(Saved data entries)

——————————

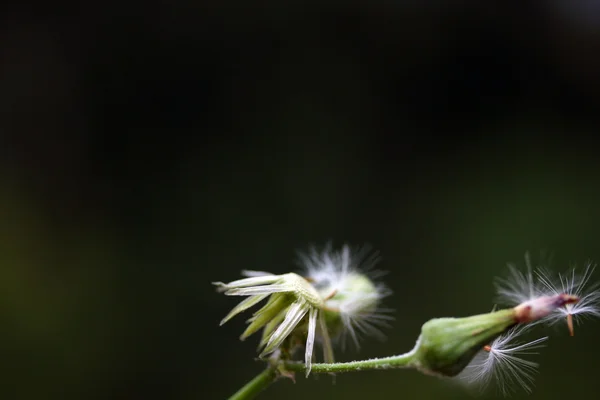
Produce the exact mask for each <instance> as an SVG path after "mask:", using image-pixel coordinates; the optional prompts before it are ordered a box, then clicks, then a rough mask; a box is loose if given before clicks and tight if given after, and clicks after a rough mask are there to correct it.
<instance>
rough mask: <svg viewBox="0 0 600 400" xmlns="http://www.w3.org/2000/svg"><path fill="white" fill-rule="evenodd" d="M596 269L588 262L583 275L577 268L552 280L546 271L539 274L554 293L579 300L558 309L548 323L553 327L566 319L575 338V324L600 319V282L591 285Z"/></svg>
mask: <svg viewBox="0 0 600 400" xmlns="http://www.w3.org/2000/svg"><path fill="white" fill-rule="evenodd" d="M595 269H596V265H594V264H592V263H591V262H588V263H587V264H586V266H585V270H584V271H583V273H582V274H580V273H578V272H577V271H576V268H575V267H573V268H572V269H571V270H569V271H568V272H567V273H566V274H558V277H557V278H552V276H551V275H550V273H549V272H548V271H545V270H541V271H539V272H538V276H539V279H540V281H541V282H542V284H543V285H544V286H545V287H546V288H547V289H548V290H549V291H551V292H552V293H556V294H559V293H566V294H568V295H573V296H577V297H578V298H579V301H578V302H576V303H573V304H567V305H565V306H564V307H560V308H557V309H556V310H555V311H554V312H553V313H552V314H550V315H549V316H548V317H547V318H546V320H545V321H546V322H548V323H549V324H551V325H552V324H555V323H557V322H559V321H564V320H565V317H566V320H567V324H568V327H569V331H570V334H571V336H573V335H574V328H573V323H574V322H580V320H581V319H582V318H585V317H600V285H599V284H598V282H596V283H590V279H591V277H592V274H593V273H594V270H595Z"/></svg>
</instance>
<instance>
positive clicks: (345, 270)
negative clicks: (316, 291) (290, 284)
mask: <svg viewBox="0 0 600 400" xmlns="http://www.w3.org/2000/svg"><path fill="white" fill-rule="evenodd" d="M299 258H300V261H301V265H302V266H303V268H304V270H305V271H306V276H307V279H308V280H309V281H310V282H312V283H313V285H314V287H315V288H316V289H317V290H318V291H319V293H320V294H321V296H322V297H323V298H324V299H325V310H326V313H325V314H326V315H327V317H328V318H327V322H328V326H330V328H331V329H330V331H331V332H332V335H333V336H334V337H336V338H338V337H339V338H341V342H342V346H345V342H346V338H347V337H350V338H351V339H352V340H353V342H354V344H355V345H356V346H357V347H359V338H360V336H361V335H362V334H364V335H367V336H375V337H378V338H380V339H383V338H385V335H384V334H383V333H382V332H381V330H380V328H382V327H387V326H388V322H389V321H390V320H392V317H391V316H389V315H387V314H386V313H387V312H389V311H390V310H385V309H383V308H381V307H380V303H381V300H382V299H383V298H384V297H386V296H388V295H389V294H390V293H391V292H390V291H389V290H388V289H387V288H386V287H385V286H384V285H382V284H377V283H375V282H374V280H373V279H374V278H375V277H377V276H379V275H381V272H380V271H374V270H373V267H374V266H375V265H376V264H377V262H378V261H379V256H378V254H377V253H372V252H370V248H369V247H362V248H359V249H357V250H354V251H353V250H352V249H351V248H350V247H349V246H348V245H345V246H343V247H342V248H341V249H340V250H339V251H333V250H332V248H331V245H327V246H326V247H325V248H324V249H323V250H322V251H321V252H319V251H317V249H316V248H312V249H311V251H310V252H309V253H308V254H302V253H301V254H299Z"/></svg>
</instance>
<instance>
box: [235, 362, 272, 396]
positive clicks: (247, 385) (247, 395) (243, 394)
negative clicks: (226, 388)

——————————

» ABOUT THIS EXERCISE
Give every line of the records above again, exactly, and omit the pictures.

» TASK ANSWER
Produce the exact mask for each <instance> as an SVG path after "mask:", using image-pixel coordinates; the optional prompts before it are ordered a box, then clicks, then a rough mask; a box is loose if given before clicks and tight if given after, and clicks after a rough mask are there to correct it.
<instance>
rough mask: <svg viewBox="0 0 600 400" xmlns="http://www.w3.org/2000/svg"><path fill="white" fill-rule="evenodd" d="M596 269L588 262L583 275L577 268L552 280L546 271L539 274L554 293L579 300L558 309L548 323L553 327L566 319L575 338V324L600 319V282L591 285Z"/></svg>
mask: <svg viewBox="0 0 600 400" xmlns="http://www.w3.org/2000/svg"><path fill="white" fill-rule="evenodd" d="M595 269H596V265H594V264H592V263H591V262H588V263H587V264H586V266H585V270H584V271H583V273H582V274H580V273H578V272H577V271H576V268H575V267H573V268H572V269H571V270H569V271H568V272H567V273H566V274H558V277H557V278H552V276H551V275H550V273H549V272H548V271H545V270H541V271H539V272H538V276H539V279H540V281H541V282H542V284H543V285H544V286H545V287H546V288H547V289H548V290H549V291H551V292H552V293H556V294H559V293H566V294H568V295H573V296H577V297H578V298H579V301H578V302H576V303H573V304H567V305H565V306H564V307H560V308H557V309H556V310H555V311H554V312H553V313H552V314H550V315H549V316H548V317H547V318H546V320H545V321H546V322H548V323H549V324H551V325H552V324H555V323H557V322H559V321H564V320H565V317H566V320H567V324H568V327H569V331H570V334H571V336H573V335H574V328H573V323H574V322H580V320H581V319H582V318H585V317H600V285H599V284H598V282H596V283H590V279H591V277H592V274H593V273H594V270H595Z"/></svg>
</instance>
<instance>
positive clicks: (345, 270)
negative clicks: (316, 291) (290, 284)
mask: <svg viewBox="0 0 600 400" xmlns="http://www.w3.org/2000/svg"><path fill="white" fill-rule="evenodd" d="M299 258H300V261H301V265H302V266H303V268H304V270H305V271H306V276H307V279H308V280H309V281H310V282H312V283H313V285H314V287H315V288H316V289H317V290H318V291H319V293H320V294H321V296H322V297H323V298H324V299H325V310H326V313H325V314H326V315H327V317H328V318H327V322H328V326H330V328H331V329H330V331H331V332H332V335H333V336H334V337H336V338H338V337H339V338H341V342H342V346H345V342H346V338H347V337H350V338H351V339H352V340H353V342H354V344H355V345H356V346H357V347H359V338H360V336H361V335H362V334H364V335H367V336H375V337H378V338H380V339H383V338H385V335H384V334H383V333H382V332H381V330H380V328H382V327H387V326H388V322H389V321H390V320H392V317H391V316H389V315H387V314H386V313H387V312H389V311H390V310H385V309H383V308H381V307H380V303H381V300H382V299H383V298H384V297H386V296H388V295H389V294H390V293H391V292H390V291H389V290H388V289H387V288H386V287H385V286H384V285H382V284H377V283H375V282H374V280H373V279H374V278H375V277H377V276H379V275H381V272H380V271H374V270H373V267H374V266H375V265H376V264H377V262H378V261H379V256H378V254H377V253H372V252H370V248H369V247H362V248H359V249H357V250H354V251H353V250H352V249H351V248H350V247H349V246H348V245H345V246H343V247H342V248H341V249H340V250H339V251H333V250H332V248H331V245H327V246H326V247H325V248H324V249H323V250H322V251H321V252H319V251H317V249H316V248H312V249H311V251H310V252H309V253H308V254H302V253H301V254H299Z"/></svg>
</instance>
<instance>
box: [235, 362, 272, 396]
positive clicks: (247, 385) (247, 395) (243, 394)
negative clicks: (226, 388)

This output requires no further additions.